El juicio a Álvaro García Ortiz ha desatado un intenso ruido mediático y político —como no podía ser de otra forma al sentarse en el banquillo el fiscal general—, amplificado por la comparecencia como testigos de varios periodistas que publicaron informaciones vinculadas al caso. En torno a esas declaraciones se ha intentado construir un relato que presenta el proceso como una amenaza a la libertad de prensa, cuando en realidad lo que se está discutiendo no es el ejercicio de esa libertad, sino la responsabilidad derivada de su uso. Se ha pretendido instalar la idea de que el secreto profesional de los periodistas es una suerte de amuleto que los protege frente a toda exigencia de veracidad o colaboración con la justicia. Sin embargo, desde un punto de vista jurídico, ese debate no existe. Tanto el Tribunal Constitucional como el Tribunal Europeo de Derechos Humanos (TEDH) han delimitado con claridad el alcance y los límites de este derecho.

= Extractos de datos =
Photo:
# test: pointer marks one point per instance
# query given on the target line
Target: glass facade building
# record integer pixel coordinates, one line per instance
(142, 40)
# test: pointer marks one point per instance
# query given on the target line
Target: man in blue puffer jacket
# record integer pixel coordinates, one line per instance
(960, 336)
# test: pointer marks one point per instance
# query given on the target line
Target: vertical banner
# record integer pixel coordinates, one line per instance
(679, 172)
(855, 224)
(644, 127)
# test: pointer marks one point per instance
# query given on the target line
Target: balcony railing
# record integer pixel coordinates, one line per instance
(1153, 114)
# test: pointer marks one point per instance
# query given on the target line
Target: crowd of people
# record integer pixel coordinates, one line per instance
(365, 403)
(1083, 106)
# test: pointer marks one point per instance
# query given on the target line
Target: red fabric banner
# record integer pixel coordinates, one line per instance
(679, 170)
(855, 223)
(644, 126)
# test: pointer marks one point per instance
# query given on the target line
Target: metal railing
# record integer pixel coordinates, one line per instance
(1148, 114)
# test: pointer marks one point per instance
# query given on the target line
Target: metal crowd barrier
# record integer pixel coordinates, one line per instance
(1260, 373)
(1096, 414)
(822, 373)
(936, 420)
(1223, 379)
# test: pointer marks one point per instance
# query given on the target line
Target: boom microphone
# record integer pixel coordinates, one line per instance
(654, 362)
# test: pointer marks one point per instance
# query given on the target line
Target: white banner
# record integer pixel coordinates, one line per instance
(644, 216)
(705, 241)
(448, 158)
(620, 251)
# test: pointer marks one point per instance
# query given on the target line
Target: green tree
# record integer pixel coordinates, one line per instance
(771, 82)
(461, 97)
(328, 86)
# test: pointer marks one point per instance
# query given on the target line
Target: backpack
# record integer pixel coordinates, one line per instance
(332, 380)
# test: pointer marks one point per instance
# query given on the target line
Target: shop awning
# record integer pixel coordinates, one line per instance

= Instrucciones =
[A] Según el fragmento de origen, ¿qué tribunales han delimitado con claridad el alcance y los límites del secreto profesional de los periodistas?
[B] Condense el párrafo del fragmento de origen que empieza por «El juicio a Álvaro García Ortiz» y conserve sus datos principales.
[C] Enumere todos los nombres propios de personas e instituciones que aparecen en el fragmento de origen.

= Respuestas completas =
[A] El Tribunal Constitucional y el Tribunal Europeo de Derechos Humanos (TEDH).

[B] El juicio al fiscal general, Álvaro García Ortiz, ha generado un intenso ruido mediático y político, amplificado por la declaración como testigos de varios periodistas que publicaron informaciones sobre el caso. Se ha intentado presentar el proceso como una amenaza a la libertad de prensa y el secreto profesional como un amuleto frente a toda exigencia de veracidad o colaboración con la justicia. Sin embargo, lo que se discute es la responsabilidad derivada del uso de esa libertad. Jurídicamente ese debate no existe, pues el Tribunal Constitucional y el TEDH han delimitado con claridad el alcance y los límites de este derecho.

[C]
- Álvaro García Ortiz
- Tribunal Constitucional
- Tribunal Europeo de Derechos Humanos (TEDH)